* _What is asked_
Copy out verbatim the stretch of the records from the line containing "Expected: one point per instance of the calm" through the end of the records, leaving out the pictures.

--- Start ---

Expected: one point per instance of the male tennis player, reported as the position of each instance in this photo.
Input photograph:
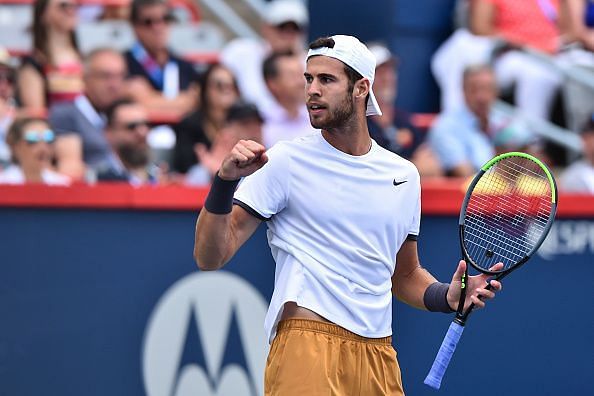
(343, 218)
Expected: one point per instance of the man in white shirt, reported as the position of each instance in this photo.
(579, 176)
(283, 29)
(341, 213)
(286, 117)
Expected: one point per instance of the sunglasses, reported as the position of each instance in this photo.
(8, 76)
(34, 137)
(134, 125)
(150, 22)
(67, 6)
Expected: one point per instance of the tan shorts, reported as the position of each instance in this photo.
(314, 358)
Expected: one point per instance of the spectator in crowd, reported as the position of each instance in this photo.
(283, 29)
(579, 176)
(498, 32)
(462, 138)
(393, 129)
(53, 72)
(30, 141)
(581, 22)
(219, 91)
(286, 116)
(84, 119)
(7, 105)
(536, 84)
(158, 79)
(126, 131)
(243, 121)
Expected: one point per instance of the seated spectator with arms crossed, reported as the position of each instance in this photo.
(158, 79)
(31, 142)
(84, 119)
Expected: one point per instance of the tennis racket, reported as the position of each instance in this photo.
(506, 214)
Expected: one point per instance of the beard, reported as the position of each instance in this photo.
(337, 116)
(134, 157)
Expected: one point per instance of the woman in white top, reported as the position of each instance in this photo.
(31, 143)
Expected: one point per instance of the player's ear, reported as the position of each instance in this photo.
(362, 88)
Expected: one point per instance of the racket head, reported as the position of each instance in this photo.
(507, 212)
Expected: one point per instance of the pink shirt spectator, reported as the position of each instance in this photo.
(528, 22)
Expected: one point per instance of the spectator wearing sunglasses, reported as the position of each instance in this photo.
(203, 126)
(130, 159)
(84, 119)
(283, 29)
(31, 143)
(7, 105)
(53, 72)
(158, 79)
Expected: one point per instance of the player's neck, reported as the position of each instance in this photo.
(351, 138)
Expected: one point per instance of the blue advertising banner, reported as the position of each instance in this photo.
(109, 302)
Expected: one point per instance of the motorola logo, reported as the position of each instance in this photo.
(205, 337)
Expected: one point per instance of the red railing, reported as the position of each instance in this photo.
(439, 197)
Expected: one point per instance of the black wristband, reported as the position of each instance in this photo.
(436, 298)
(220, 196)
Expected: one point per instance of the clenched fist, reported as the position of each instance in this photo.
(245, 158)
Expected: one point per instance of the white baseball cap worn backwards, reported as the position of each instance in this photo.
(350, 51)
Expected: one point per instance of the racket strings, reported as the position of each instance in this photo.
(507, 213)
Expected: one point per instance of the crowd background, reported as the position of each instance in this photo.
(157, 92)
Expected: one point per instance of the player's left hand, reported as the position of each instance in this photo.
(476, 287)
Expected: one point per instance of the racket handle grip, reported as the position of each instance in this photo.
(445, 353)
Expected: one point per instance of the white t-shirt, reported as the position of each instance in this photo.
(279, 125)
(244, 57)
(578, 178)
(14, 175)
(336, 223)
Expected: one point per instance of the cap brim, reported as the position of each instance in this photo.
(372, 105)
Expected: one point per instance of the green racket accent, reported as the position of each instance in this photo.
(531, 158)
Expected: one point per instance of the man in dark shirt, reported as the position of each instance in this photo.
(158, 79)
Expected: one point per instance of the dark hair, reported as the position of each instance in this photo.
(270, 65)
(40, 33)
(588, 126)
(137, 5)
(16, 129)
(352, 74)
(241, 111)
(111, 111)
(203, 80)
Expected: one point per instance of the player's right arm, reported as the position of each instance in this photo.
(220, 230)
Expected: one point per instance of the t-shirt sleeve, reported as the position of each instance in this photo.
(445, 144)
(415, 227)
(265, 192)
(61, 121)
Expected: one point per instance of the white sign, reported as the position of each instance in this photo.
(568, 237)
(212, 298)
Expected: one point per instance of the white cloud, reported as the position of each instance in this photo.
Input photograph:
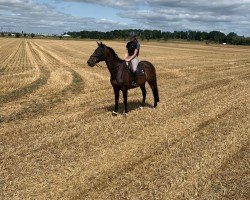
(167, 15)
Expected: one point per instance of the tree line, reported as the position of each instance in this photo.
(213, 36)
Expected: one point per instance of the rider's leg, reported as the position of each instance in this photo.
(134, 63)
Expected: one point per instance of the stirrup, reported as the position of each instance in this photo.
(134, 84)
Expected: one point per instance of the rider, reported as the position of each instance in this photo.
(132, 56)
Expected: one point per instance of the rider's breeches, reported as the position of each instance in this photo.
(134, 63)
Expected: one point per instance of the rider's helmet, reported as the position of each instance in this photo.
(132, 34)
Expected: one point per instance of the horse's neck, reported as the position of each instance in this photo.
(113, 63)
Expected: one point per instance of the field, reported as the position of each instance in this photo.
(58, 139)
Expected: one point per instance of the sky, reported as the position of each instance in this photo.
(59, 16)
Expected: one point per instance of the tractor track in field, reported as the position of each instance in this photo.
(59, 140)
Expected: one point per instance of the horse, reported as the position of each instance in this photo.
(120, 75)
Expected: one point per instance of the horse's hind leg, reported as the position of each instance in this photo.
(153, 85)
(144, 93)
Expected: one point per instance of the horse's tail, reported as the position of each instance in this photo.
(156, 93)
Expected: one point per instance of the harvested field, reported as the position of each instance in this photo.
(58, 139)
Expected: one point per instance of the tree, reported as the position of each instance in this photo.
(231, 38)
(17, 35)
(217, 36)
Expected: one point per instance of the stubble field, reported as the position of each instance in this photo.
(58, 139)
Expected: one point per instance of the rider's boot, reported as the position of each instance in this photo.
(134, 83)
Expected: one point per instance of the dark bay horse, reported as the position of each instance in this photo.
(121, 76)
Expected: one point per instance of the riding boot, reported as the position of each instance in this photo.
(134, 84)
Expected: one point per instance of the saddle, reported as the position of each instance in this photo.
(139, 71)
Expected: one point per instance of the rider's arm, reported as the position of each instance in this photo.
(132, 57)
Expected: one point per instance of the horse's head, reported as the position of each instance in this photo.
(98, 55)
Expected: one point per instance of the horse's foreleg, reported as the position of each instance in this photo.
(116, 91)
(144, 93)
(125, 100)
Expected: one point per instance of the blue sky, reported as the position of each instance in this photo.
(58, 16)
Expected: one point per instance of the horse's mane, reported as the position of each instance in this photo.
(115, 55)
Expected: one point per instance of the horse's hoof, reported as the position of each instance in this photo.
(125, 114)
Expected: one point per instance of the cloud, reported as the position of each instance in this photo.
(166, 15)
(226, 15)
(18, 15)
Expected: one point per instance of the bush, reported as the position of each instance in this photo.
(17, 35)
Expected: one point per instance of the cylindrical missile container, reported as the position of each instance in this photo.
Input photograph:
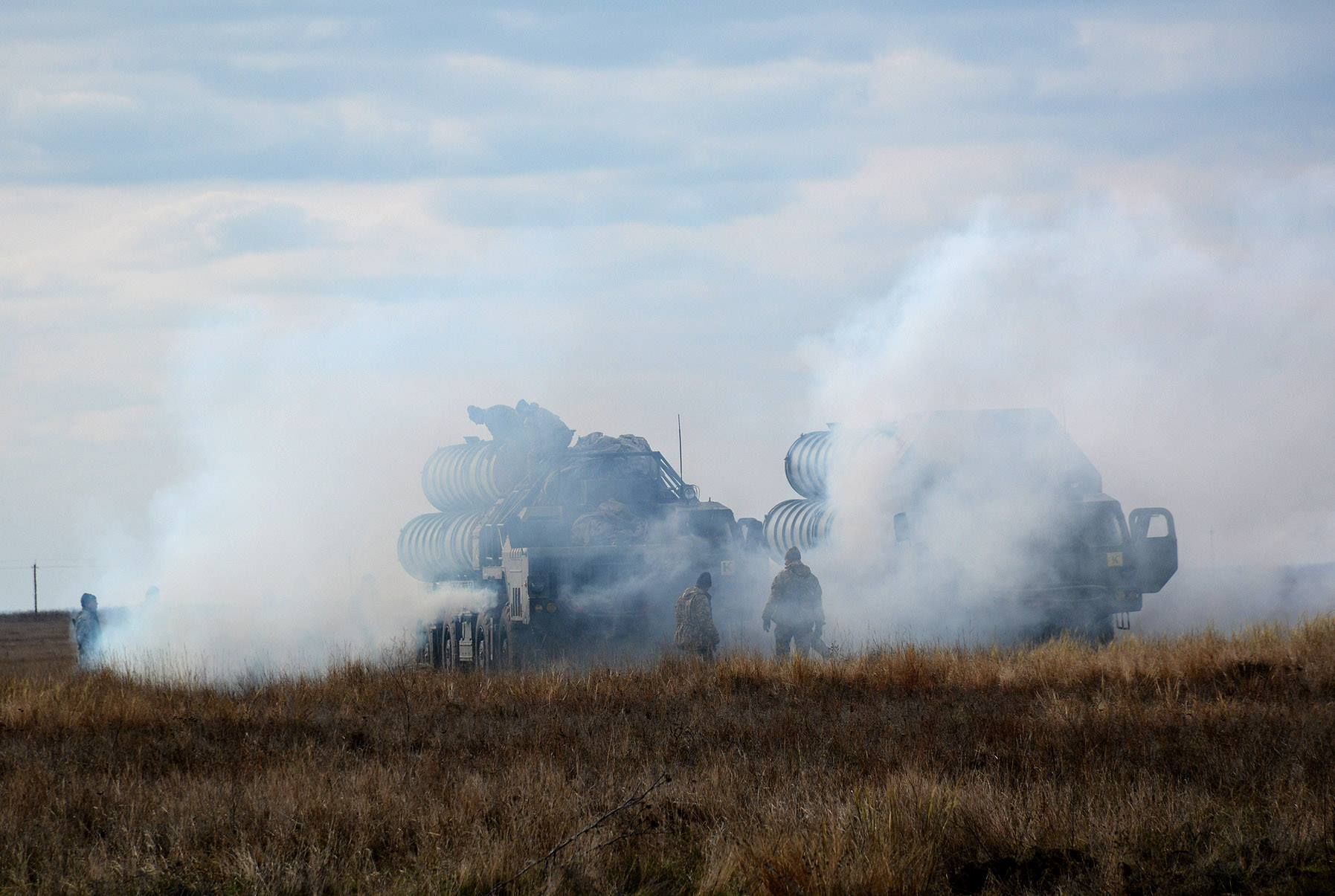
(438, 547)
(808, 461)
(465, 477)
(797, 523)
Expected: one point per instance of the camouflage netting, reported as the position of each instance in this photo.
(612, 523)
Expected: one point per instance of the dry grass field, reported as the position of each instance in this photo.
(35, 644)
(1200, 764)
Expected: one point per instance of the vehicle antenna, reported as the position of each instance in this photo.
(680, 466)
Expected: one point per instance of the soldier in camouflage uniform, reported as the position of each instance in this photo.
(794, 607)
(87, 629)
(696, 632)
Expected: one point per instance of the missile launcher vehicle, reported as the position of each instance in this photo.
(564, 550)
(994, 509)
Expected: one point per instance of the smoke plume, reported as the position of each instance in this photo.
(1188, 354)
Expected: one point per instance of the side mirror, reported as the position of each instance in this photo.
(903, 532)
(1154, 540)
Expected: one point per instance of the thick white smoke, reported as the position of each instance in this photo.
(1188, 354)
(277, 550)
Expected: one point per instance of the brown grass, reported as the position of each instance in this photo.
(35, 644)
(1194, 765)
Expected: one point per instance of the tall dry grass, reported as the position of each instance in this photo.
(1195, 765)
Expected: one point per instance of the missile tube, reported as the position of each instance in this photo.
(462, 477)
(437, 547)
(808, 461)
(797, 523)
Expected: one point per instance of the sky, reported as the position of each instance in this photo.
(257, 260)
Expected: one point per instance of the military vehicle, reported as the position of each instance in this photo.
(561, 550)
(994, 509)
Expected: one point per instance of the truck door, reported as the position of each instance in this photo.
(1154, 541)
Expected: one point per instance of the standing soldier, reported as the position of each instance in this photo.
(696, 632)
(87, 629)
(794, 607)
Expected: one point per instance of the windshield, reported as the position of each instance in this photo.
(1103, 526)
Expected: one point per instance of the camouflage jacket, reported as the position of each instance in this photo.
(696, 620)
(87, 631)
(794, 599)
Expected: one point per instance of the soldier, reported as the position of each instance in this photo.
(87, 629)
(547, 433)
(501, 421)
(794, 607)
(696, 632)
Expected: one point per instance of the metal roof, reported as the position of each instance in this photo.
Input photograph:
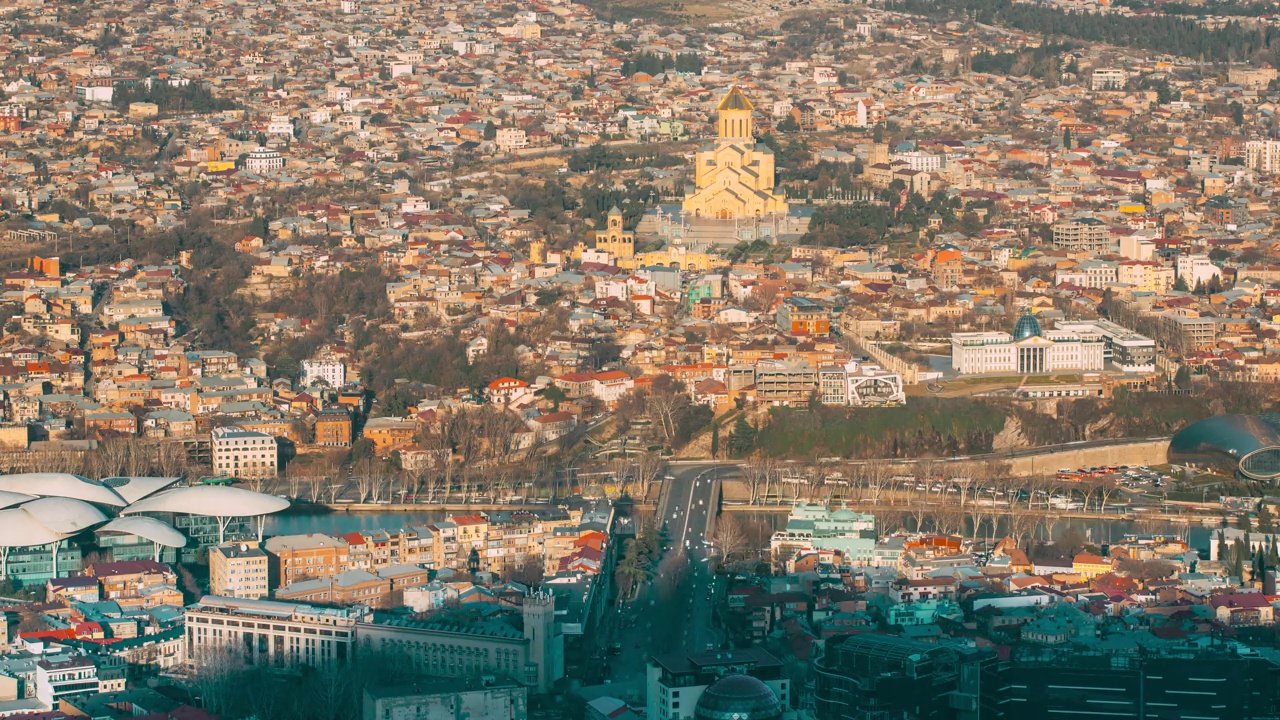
(133, 490)
(64, 515)
(10, 499)
(211, 501)
(144, 527)
(62, 484)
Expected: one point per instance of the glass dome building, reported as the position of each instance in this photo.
(1027, 327)
(737, 697)
(1247, 445)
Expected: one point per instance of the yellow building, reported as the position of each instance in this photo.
(673, 255)
(613, 240)
(734, 176)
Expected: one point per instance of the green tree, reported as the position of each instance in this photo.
(1243, 522)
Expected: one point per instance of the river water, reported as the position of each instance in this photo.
(338, 523)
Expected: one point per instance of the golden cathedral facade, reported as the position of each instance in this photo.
(734, 176)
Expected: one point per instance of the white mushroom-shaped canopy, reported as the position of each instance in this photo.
(62, 484)
(19, 528)
(133, 490)
(144, 527)
(210, 501)
(64, 515)
(10, 499)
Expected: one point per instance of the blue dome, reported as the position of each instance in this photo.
(737, 697)
(1025, 327)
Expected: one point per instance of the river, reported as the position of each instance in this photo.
(1198, 537)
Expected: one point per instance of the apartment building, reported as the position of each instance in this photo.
(283, 636)
(245, 454)
(1082, 233)
(238, 570)
(785, 381)
(800, 315)
(304, 557)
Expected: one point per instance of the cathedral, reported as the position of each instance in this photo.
(734, 176)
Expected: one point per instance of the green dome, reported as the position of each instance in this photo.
(1025, 327)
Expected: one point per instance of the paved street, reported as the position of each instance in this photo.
(666, 615)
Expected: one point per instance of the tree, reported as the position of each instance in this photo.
(1183, 378)
(1266, 523)
(730, 538)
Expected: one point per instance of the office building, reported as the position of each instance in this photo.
(476, 697)
(813, 527)
(855, 383)
(305, 557)
(675, 683)
(1197, 269)
(872, 677)
(1028, 350)
(1129, 351)
(533, 655)
(283, 636)
(238, 570)
(243, 454)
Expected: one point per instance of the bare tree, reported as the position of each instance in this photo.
(730, 537)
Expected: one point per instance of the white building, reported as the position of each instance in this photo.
(485, 697)
(1262, 155)
(243, 454)
(854, 383)
(919, 160)
(1028, 351)
(511, 139)
(330, 372)
(269, 633)
(67, 677)
(279, 124)
(1194, 269)
(1109, 78)
(1129, 351)
(263, 160)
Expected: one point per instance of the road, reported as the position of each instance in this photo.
(670, 615)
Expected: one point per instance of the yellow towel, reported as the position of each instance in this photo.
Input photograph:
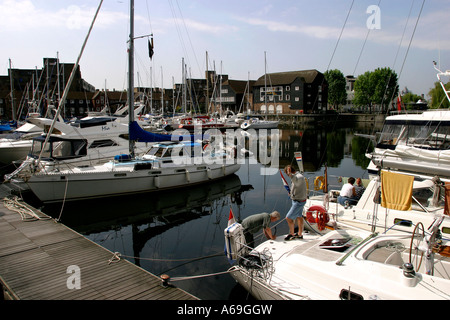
(396, 191)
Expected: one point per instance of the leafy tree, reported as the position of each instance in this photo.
(438, 98)
(377, 87)
(336, 87)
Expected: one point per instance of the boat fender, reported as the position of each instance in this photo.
(188, 176)
(319, 183)
(319, 215)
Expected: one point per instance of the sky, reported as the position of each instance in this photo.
(242, 39)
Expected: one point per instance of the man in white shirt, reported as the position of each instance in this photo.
(347, 196)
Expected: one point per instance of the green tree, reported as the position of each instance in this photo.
(337, 94)
(378, 87)
(438, 98)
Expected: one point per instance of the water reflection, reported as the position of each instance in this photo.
(180, 232)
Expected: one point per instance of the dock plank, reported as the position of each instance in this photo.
(35, 255)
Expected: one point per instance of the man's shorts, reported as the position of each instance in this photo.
(296, 210)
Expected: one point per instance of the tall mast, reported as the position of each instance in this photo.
(131, 75)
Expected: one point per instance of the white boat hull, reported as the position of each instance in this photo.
(303, 269)
(80, 184)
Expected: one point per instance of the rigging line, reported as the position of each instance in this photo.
(396, 56)
(364, 44)
(189, 38)
(342, 30)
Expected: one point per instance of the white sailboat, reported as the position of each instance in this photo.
(415, 143)
(343, 264)
(172, 165)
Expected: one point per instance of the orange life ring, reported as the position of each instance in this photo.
(319, 215)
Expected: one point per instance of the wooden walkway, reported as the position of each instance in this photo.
(35, 257)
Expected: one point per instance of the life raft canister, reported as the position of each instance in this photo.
(319, 183)
(318, 215)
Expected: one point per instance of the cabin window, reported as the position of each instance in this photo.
(403, 222)
(431, 135)
(102, 144)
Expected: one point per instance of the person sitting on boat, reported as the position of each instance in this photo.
(298, 196)
(359, 188)
(347, 195)
(254, 223)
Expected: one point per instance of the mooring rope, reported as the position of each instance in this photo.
(12, 203)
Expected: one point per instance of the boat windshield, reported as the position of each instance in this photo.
(59, 149)
(431, 135)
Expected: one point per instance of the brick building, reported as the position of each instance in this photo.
(294, 92)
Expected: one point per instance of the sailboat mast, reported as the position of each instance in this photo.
(131, 75)
(13, 109)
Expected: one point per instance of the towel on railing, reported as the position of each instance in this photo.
(396, 191)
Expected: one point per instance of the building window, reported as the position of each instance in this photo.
(279, 108)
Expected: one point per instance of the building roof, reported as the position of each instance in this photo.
(282, 78)
(239, 85)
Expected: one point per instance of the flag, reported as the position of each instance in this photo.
(286, 185)
(150, 48)
(231, 219)
(399, 103)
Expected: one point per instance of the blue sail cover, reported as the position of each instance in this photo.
(140, 135)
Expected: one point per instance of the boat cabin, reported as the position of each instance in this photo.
(58, 148)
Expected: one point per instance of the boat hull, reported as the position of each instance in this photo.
(79, 185)
(14, 151)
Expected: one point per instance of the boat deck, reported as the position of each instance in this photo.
(44, 260)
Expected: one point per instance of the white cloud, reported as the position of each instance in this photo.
(23, 15)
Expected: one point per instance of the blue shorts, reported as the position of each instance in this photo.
(296, 210)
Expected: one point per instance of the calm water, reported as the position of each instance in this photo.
(181, 233)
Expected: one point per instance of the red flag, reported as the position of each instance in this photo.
(231, 219)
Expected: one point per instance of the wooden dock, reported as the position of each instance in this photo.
(39, 260)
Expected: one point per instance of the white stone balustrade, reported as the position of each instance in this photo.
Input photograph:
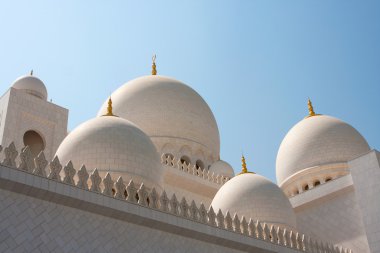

--- End ---

* _In response_
Expected: one point per instance of the calm water, reported as the position of each instance in this photo.
(181, 233)
Expected: one point per instance of the red flag, reported as the position of each instance in this photo.
(231, 219)
Expected: one point per instance of the wooden dock, reported as the position of each instance in this photo.
(39, 260)
Expected: one point per instance of the white stone balustrade, reported as the position of each instance in this photo.
Input photograph:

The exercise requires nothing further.